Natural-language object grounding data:
+++++
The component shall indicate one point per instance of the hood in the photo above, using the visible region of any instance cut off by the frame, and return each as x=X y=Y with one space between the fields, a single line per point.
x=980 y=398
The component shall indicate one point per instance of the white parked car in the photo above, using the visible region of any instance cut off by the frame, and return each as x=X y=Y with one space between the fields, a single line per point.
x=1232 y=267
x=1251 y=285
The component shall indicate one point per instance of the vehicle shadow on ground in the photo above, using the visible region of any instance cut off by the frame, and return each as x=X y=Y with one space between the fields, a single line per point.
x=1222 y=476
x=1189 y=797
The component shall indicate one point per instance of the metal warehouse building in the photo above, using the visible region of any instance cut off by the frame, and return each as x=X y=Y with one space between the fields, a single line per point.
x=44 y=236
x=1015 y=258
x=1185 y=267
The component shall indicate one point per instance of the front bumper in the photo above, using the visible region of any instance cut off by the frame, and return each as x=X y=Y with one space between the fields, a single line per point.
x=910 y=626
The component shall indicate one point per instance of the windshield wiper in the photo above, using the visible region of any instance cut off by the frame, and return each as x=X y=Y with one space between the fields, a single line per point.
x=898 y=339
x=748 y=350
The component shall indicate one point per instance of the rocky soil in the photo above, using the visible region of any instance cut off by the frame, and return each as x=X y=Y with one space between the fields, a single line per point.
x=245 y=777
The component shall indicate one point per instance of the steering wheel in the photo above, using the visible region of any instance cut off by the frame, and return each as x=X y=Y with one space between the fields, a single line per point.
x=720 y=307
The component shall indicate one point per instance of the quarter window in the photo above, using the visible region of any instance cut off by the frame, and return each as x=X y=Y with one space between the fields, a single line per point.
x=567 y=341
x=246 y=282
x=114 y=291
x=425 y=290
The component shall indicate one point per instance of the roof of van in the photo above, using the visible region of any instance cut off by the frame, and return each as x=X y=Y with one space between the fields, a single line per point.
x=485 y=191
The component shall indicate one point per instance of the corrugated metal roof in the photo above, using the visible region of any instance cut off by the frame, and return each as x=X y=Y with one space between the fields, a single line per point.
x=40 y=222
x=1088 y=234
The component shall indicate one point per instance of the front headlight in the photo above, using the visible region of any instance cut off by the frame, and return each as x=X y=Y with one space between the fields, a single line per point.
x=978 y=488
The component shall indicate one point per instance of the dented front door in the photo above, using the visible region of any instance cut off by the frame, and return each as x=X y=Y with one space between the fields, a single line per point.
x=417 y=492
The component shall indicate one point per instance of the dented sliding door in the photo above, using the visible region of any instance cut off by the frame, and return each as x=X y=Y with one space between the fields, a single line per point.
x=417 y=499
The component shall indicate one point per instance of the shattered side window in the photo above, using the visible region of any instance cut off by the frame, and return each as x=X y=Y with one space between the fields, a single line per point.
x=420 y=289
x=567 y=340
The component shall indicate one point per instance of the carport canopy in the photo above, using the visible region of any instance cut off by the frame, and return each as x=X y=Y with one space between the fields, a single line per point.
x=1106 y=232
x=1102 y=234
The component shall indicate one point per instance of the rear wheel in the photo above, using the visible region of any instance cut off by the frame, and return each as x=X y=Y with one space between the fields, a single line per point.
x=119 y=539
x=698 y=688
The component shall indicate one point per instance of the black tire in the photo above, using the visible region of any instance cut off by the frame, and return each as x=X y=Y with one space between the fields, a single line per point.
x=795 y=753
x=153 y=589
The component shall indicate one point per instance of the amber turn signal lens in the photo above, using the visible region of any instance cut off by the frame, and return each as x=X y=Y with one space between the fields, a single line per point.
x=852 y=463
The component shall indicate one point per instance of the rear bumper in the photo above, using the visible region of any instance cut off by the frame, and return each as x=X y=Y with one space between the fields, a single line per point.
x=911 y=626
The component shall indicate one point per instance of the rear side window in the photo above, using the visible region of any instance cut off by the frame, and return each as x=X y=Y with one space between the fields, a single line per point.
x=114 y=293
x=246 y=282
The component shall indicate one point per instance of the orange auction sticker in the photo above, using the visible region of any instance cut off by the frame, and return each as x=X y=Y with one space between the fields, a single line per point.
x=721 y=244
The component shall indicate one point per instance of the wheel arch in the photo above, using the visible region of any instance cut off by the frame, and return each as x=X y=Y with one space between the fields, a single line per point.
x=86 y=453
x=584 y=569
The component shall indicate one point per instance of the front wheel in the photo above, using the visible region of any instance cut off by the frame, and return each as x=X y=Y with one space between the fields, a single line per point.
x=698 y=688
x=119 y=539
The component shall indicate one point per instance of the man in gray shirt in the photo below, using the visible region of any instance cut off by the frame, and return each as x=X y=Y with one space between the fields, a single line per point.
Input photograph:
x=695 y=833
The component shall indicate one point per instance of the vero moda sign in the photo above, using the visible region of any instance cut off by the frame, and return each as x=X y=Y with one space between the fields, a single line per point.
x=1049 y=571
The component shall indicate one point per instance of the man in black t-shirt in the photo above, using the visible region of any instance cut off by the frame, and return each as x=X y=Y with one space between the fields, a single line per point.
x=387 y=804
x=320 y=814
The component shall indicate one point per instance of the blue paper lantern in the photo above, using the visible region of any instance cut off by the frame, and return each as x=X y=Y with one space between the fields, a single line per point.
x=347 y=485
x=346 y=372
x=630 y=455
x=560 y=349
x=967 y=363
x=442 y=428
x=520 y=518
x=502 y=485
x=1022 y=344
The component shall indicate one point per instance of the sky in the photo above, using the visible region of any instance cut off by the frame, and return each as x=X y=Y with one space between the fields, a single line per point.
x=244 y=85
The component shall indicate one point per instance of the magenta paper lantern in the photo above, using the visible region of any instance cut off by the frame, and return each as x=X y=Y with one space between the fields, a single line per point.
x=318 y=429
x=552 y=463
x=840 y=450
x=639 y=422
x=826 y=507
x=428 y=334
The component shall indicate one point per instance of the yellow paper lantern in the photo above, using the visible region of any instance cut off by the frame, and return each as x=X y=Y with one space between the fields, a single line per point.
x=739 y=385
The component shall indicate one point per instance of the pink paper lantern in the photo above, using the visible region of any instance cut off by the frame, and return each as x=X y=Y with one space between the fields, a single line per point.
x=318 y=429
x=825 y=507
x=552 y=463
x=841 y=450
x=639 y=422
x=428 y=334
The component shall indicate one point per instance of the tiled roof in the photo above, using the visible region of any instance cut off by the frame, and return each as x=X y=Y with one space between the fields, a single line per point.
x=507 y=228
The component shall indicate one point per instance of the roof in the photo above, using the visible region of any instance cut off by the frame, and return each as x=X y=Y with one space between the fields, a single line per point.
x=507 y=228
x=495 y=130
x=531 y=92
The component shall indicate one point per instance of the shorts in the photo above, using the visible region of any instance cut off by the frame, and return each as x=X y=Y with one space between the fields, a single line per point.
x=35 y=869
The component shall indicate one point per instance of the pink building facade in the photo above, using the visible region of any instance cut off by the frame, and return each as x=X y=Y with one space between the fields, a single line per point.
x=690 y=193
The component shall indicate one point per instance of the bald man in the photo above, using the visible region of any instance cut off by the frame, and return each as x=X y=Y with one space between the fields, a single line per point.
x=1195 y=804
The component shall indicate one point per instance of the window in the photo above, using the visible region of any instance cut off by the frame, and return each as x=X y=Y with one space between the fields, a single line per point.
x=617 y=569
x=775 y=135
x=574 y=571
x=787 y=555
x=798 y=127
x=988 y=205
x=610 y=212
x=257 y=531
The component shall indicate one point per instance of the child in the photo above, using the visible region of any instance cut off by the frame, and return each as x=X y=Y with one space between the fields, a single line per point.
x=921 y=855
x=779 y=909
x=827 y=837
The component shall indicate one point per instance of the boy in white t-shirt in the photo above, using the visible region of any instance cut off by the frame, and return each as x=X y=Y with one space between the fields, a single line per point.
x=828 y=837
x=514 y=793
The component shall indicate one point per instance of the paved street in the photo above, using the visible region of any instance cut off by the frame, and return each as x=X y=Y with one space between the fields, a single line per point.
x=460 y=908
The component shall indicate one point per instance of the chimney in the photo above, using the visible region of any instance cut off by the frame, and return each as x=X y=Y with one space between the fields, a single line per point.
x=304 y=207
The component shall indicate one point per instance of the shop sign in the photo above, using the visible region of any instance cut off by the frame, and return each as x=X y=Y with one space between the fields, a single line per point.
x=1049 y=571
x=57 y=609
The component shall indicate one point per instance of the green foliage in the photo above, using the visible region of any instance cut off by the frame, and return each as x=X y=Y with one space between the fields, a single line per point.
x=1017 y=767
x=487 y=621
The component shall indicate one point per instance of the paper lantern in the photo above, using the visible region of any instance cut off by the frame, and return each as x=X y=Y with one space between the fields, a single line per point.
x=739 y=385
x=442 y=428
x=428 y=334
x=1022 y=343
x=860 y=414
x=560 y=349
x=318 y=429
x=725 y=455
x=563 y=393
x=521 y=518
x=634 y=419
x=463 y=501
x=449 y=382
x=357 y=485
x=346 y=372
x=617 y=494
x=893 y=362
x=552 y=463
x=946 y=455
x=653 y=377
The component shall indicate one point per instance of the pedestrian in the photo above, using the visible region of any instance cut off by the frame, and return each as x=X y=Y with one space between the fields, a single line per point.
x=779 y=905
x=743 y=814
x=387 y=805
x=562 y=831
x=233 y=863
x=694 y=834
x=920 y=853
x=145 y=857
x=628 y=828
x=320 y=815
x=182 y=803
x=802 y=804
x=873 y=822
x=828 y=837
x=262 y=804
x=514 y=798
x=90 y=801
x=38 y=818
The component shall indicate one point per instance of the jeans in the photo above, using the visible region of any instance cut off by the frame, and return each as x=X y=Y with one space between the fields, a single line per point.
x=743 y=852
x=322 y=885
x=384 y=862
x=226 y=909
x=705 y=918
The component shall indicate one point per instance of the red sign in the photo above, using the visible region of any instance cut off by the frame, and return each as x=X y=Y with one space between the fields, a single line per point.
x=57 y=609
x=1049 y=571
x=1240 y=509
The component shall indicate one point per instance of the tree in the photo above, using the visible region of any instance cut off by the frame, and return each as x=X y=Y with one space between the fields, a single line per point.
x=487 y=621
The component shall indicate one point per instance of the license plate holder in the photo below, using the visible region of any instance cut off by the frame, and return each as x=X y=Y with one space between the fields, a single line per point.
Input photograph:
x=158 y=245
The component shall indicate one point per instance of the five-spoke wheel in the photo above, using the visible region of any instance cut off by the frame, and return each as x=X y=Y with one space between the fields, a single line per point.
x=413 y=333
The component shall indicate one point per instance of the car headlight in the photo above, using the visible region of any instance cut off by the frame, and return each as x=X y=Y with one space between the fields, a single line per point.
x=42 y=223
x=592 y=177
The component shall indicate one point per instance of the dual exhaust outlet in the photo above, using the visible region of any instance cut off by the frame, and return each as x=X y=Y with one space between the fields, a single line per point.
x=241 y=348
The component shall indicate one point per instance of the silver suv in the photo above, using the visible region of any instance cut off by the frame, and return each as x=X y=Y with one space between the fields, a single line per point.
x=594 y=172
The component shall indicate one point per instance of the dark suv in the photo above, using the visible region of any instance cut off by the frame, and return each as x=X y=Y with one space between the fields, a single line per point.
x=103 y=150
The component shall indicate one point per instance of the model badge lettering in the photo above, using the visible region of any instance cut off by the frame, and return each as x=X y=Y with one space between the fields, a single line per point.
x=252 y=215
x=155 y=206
+++++
» Assignment:
State how many lines of the data above contain the word "below", and include nothing other than that number.

» Written reply:
2